Problem description | Reproduce the records from their start through the line containing "point(597, 348)", replacing each "put a marker on" with "place a dot on" and changing nothing else. Return only that part.
───── Recorded data ─────
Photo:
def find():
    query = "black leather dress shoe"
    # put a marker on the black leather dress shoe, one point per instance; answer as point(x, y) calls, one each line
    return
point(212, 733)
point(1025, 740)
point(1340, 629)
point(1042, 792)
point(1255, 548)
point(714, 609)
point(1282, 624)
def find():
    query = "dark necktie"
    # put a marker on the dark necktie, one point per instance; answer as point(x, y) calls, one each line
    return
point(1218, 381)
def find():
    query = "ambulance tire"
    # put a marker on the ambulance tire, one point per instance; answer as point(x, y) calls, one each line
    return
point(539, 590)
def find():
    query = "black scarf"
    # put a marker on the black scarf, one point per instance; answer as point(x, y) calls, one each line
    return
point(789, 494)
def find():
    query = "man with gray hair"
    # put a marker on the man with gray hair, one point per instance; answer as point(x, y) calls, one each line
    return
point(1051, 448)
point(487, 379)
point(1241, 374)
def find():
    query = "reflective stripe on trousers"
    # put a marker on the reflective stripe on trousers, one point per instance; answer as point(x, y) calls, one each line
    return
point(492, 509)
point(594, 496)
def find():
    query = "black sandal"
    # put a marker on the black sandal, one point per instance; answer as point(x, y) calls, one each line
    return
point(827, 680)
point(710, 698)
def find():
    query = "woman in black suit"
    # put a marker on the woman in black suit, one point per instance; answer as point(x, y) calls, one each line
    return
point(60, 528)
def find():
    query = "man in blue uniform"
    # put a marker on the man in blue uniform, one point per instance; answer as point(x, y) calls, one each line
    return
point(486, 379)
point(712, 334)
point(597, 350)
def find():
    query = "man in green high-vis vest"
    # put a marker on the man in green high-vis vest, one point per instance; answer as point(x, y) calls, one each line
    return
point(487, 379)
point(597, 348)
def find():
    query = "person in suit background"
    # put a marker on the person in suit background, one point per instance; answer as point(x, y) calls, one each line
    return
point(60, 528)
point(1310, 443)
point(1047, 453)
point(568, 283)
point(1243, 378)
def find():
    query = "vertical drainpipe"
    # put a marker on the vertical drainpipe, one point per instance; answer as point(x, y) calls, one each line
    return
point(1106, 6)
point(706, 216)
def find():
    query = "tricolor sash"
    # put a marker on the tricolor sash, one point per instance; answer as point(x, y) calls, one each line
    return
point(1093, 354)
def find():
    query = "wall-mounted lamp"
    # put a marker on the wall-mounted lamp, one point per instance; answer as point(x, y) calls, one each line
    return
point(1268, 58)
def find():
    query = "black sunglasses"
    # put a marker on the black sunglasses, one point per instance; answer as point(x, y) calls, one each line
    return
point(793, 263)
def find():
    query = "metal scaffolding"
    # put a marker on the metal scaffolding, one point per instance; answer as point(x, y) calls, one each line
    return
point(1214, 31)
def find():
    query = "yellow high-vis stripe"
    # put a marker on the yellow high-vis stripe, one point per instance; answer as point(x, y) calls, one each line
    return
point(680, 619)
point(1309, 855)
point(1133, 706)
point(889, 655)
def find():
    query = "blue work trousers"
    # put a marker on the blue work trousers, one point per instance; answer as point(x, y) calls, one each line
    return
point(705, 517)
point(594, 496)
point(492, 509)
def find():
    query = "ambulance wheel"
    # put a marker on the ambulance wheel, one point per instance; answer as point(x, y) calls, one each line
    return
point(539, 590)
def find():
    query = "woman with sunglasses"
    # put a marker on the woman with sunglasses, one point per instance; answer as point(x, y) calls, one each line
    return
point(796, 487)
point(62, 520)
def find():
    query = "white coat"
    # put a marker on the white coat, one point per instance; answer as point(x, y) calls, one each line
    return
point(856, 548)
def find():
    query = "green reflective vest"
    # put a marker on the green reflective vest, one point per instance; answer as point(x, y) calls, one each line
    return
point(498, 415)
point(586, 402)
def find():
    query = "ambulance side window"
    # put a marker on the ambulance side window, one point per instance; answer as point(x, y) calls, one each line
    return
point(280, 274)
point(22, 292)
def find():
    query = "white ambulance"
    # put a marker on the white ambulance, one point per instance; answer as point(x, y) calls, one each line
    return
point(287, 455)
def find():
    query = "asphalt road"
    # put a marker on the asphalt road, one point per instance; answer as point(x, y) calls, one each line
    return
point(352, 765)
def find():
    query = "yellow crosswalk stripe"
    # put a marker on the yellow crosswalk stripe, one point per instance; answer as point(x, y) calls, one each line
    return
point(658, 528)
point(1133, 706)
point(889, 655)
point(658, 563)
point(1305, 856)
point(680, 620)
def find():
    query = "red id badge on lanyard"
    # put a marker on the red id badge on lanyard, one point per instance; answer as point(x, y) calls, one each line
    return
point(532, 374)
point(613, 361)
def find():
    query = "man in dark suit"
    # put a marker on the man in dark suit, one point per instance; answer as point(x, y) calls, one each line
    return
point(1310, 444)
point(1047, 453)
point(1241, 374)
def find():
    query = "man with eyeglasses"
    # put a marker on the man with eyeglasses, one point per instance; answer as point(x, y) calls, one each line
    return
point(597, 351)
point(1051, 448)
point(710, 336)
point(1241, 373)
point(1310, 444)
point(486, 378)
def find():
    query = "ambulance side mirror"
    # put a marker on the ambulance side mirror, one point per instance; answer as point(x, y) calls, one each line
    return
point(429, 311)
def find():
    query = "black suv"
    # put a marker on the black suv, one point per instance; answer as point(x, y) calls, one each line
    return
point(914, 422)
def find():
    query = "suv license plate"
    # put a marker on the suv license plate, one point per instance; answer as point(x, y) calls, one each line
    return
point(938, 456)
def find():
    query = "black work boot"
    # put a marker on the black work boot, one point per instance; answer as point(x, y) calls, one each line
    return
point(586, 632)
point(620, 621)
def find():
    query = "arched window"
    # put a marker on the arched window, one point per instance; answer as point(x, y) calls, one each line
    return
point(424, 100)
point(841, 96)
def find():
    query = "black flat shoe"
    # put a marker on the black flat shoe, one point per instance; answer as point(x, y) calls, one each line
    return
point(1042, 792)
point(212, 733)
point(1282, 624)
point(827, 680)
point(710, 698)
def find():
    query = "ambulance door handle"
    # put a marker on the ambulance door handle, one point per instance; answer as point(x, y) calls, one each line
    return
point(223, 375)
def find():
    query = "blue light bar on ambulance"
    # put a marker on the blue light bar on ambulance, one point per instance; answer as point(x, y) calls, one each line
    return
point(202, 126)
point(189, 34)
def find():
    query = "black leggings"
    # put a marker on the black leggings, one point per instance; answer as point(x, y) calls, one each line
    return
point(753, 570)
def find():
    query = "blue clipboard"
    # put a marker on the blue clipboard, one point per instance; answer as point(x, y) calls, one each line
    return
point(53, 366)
─────
Solution for this task |
Photo:
def find():
    query = "black leather dress shoe"
    # place a dot on the black leather dress shoe, one point per instance; answer as point(x, y) calls, one each line
    return
point(212, 733)
point(1025, 740)
point(1340, 629)
point(1042, 792)
point(1255, 548)
point(714, 609)
point(1282, 624)
def find():
    query = "dark necktie"
    # place a dot on the dark necktie, one point per instance; answer as point(x, y) calls, one each line
    return
point(1218, 381)
def find():
    query = "ambulance tire"
    # place a dot on the ambulance tire, one point per instance; answer as point(x, y) calls, one each line
    return
point(539, 590)
def find():
    query = "black scarf"
    # place a dot on the black scarf, one point per instance; answer as point(x, y) calls, one each line
    return
point(789, 494)
def find():
    query = "man with gray hair"
    # place a dot on the man with gray hair, one point per instance; answer as point(x, y) calls, one each line
    return
point(1051, 448)
point(487, 379)
point(1241, 374)
def find():
    query = "reflective stripe on trousers"
    # place a dot on the reflective stripe on trousers, one point per instance; answer as point(x, y) calls, one each line
    return
point(492, 509)
point(594, 496)
def find():
    query = "black sandal"
    # place a dot on the black sandal, one point per instance; answer as point(x, y) calls, one each line
    return
point(827, 680)
point(710, 698)
def find():
    query = "woman in black suit"
    # place a dot on the woman in black suit, one point per instance; answer as point(x, y) calls, one each line
    return
point(60, 528)
def find():
    query = "man in blue uniform"
    # place a dot on the man in blue uniform, one point per instance; answer as point(x, y) calls, one each line
    return
point(486, 379)
point(712, 334)
point(597, 350)
def find():
    query = "man in green high-vis vest"
    # place a dot on the man in green high-vis vest, one point per instance; answer as point(x, y) calls, one each line
    return
point(487, 379)
point(597, 348)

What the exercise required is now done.